Given exercise 1 ::
Locate every line of the records that contains the word "dress", and copy each of those lines in full.

Document segment ::
Let me be honest up front: I can’t think of a metal genre as personally unappealing as thrash metal, especially German thrash metal, so there’s not much to say about Kreator’s setlist or the state of their present day live shows when compared to their earlier shows in Finland. Still, Kreator threw a really good show in front of a huge number of almost fanatic people, letting the experience of over 30 years show in their playing. The setlist featured songs from ten different Kreator records, the main focus being in Gods of Violence, released only a few weeks ago. Mille Petrozza, the frontman and founding member, didn’t let Derrick Green overshadow him, and I gotta say I like his screeching high voice, which could easily be ranked as one of the best in the genre. Petrozza also pumped the audience up to various shenanigans, including a wall of death during the intro for “Coma of Souls.”

Given data ::
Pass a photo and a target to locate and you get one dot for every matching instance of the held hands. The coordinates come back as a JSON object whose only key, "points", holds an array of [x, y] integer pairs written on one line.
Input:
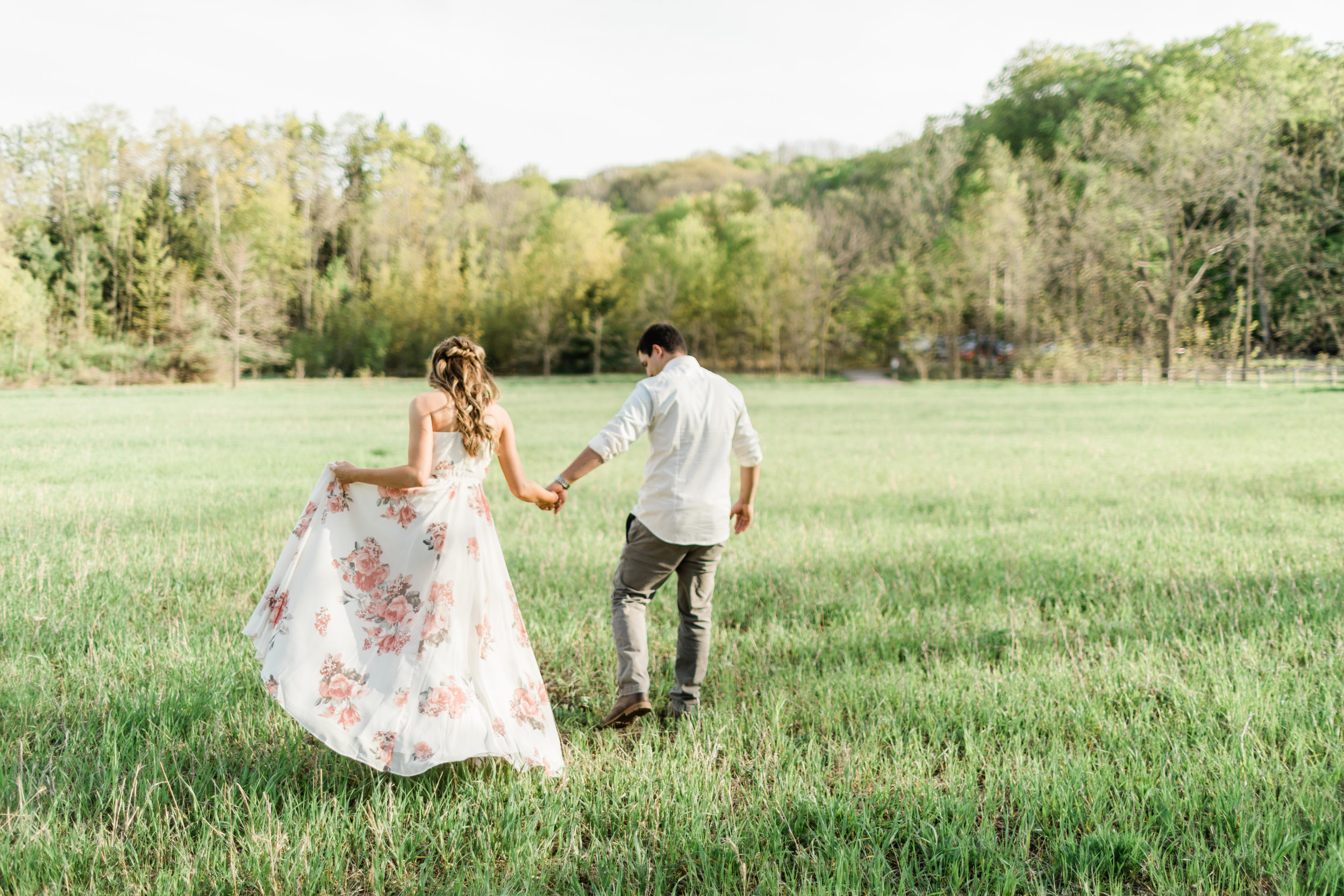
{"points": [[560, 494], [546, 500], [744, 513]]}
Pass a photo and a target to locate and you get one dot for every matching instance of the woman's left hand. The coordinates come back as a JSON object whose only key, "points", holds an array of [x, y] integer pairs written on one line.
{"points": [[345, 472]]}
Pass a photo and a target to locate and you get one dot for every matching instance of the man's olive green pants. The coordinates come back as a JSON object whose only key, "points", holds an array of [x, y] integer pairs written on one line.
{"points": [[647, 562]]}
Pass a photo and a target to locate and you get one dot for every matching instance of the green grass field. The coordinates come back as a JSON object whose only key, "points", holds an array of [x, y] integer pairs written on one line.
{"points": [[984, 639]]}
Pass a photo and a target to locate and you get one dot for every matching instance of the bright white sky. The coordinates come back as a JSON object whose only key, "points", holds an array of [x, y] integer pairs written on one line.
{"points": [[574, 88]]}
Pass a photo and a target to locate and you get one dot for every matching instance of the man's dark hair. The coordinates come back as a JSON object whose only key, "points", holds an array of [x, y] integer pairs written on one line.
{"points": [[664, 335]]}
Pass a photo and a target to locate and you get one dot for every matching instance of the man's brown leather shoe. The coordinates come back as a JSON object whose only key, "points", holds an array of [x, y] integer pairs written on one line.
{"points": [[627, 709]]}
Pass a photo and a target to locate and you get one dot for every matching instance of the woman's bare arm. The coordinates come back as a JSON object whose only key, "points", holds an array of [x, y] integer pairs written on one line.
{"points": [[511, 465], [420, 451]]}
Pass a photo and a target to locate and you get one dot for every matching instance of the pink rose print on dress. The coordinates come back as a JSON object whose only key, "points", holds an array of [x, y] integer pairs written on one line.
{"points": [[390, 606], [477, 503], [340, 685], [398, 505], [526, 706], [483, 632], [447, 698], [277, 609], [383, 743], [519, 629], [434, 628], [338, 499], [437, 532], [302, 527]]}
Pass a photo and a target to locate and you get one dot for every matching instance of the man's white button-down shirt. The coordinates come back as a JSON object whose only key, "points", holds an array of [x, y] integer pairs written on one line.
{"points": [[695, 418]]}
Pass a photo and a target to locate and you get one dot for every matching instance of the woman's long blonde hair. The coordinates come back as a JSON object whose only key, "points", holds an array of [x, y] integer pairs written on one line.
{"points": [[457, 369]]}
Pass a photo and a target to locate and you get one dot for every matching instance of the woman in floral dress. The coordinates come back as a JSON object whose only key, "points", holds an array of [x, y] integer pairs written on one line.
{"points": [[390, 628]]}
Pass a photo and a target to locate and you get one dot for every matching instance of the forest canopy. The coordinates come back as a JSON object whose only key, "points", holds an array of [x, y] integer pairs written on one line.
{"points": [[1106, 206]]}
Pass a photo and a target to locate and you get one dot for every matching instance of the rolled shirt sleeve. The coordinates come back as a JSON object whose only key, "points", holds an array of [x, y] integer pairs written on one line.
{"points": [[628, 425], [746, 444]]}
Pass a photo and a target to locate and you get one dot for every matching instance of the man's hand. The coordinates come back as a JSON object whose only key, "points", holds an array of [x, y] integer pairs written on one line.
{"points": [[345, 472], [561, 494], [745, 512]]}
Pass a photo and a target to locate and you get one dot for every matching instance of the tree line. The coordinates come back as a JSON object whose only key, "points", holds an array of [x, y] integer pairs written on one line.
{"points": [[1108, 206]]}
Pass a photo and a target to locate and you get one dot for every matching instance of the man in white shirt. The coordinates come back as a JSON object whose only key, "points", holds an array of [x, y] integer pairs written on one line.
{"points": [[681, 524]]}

Given exercise 2 ::
List every proper name that appears in the concert review above.

Exercise response 1 ::
Pass a photo and a target to locate and you get one dot for every matching instance of the pink rose print on dress. The coordinates come back as a JSON object whose only key, "points", holds an array of [x, y] integer pairs written on one line.
Pass a photo and a target to locate and you get one dot for every matching instance of the woman in floral dress. The coordinates come back as a JSON object whose only key, "points", holds an array of [x, y] integer pairs written on one line.

Exercise response 2 ::
Kreator
Finland
Gods of Violence
Mille Petrozza
Derrick Green
Coma of Souls